• **RECORDS PROVIDED**
_ _ _ _
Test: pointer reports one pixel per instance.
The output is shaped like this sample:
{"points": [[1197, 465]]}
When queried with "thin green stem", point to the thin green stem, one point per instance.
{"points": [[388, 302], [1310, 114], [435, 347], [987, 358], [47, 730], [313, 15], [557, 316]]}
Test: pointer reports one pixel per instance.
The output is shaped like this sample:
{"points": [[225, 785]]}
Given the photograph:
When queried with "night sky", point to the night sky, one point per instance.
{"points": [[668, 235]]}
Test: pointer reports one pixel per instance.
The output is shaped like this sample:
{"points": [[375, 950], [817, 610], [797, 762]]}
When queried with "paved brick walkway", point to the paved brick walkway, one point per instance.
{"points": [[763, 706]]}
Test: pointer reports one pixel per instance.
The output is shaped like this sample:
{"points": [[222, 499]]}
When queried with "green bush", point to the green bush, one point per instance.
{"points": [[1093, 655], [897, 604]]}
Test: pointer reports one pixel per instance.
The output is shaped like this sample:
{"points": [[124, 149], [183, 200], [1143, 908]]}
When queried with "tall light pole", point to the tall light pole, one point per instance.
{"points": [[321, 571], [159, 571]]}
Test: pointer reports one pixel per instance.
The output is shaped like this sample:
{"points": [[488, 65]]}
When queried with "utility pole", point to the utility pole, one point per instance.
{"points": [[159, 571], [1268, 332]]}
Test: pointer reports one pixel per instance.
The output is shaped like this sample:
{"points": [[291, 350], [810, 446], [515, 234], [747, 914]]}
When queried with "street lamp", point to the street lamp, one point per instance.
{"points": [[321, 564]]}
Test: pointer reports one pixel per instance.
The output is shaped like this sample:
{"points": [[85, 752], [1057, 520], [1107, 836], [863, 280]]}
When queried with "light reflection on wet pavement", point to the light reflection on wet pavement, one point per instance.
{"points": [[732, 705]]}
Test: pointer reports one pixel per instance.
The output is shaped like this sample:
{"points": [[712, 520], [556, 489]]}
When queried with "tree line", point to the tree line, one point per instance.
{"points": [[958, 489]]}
_ _ _ _
• **TASK DIRECTIONS**
Reproduce the listing above verbatim, line for line.

• **ANSWER TO THIS PROBLEM**
Test: pointer reports one pixel per instance.
The output is shaped like this sample:
{"points": [[1197, 465]]}
When queried with "thin green stem", point to the thin green stem, one point per instance.
{"points": [[388, 302], [1310, 114], [435, 347], [987, 358], [47, 730], [313, 15], [557, 316]]}
Test: pointer reports one pixel per instance.
The output is shaped like this sample:
{"points": [[225, 785]]}
Given the photograph:
When queried with "night sky", point to the night sky, one point per instance.
{"points": [[668, 235]]}
Test: pointer reports one pixel per instance.
The output is shaped like this sample:
{"points": [[375, 950], [817, 610], [797, 762]]}
When queried with "paved brick walkway", point to the paved brick walkway, one point per instance.
{"points": [[763, 706]]}
Test: pointer reports one pixel per instance.
The output is shaped like this sample:
{"points": [[222, 499]]}
When queried with "green bush", point to the green bush, one point per instance.
{"points": [[1093, 655], [897, 604]]}
Test: pointer reports one pixel per instance.
The output is shaped like this sample:
{"points": [[124, 149], [183, 200], [1143, 908]]}
When queried with "tall light pole", point to the tall light pole, one point per instance.
{"points": [[321, 571], [159, 571]]}
Test: pointer reports one pixel per instance.
The output is shaped like this sample:
{"points": [[488, 65]]}
When queried with "utility pole", point to the utility pole, one point per instance.
{"points": [[159, 571], [1268, 332]]}
Test: pointer reports one pixel per instance.
The output is shaped like this sample:
{"points": [[291, 350], [810, 446], [515, 234], [747, 914]]}
When queried with "street lamp", point to the street lamp, one point per instance.
{"points": [[321, 564]]}
Test: pointer reports one pixel per instance.
The output is shaped like this sample:
{"points": [[85, 752], [1057, 520], [1107, 836], [863, 280]]}
When queried with "light reflection on wet pavement", point to the light reflection on wet pavement, one point per instance.
{"points": [[732, 705]]}
Test: pointer reports one pixel per instance.
The output is shaped like this sample:
{"points": [[712, 520], [556, 489]]}
When queried with "tree line", point to the tree line, one point per instance.
{"points": [[958, 489]]}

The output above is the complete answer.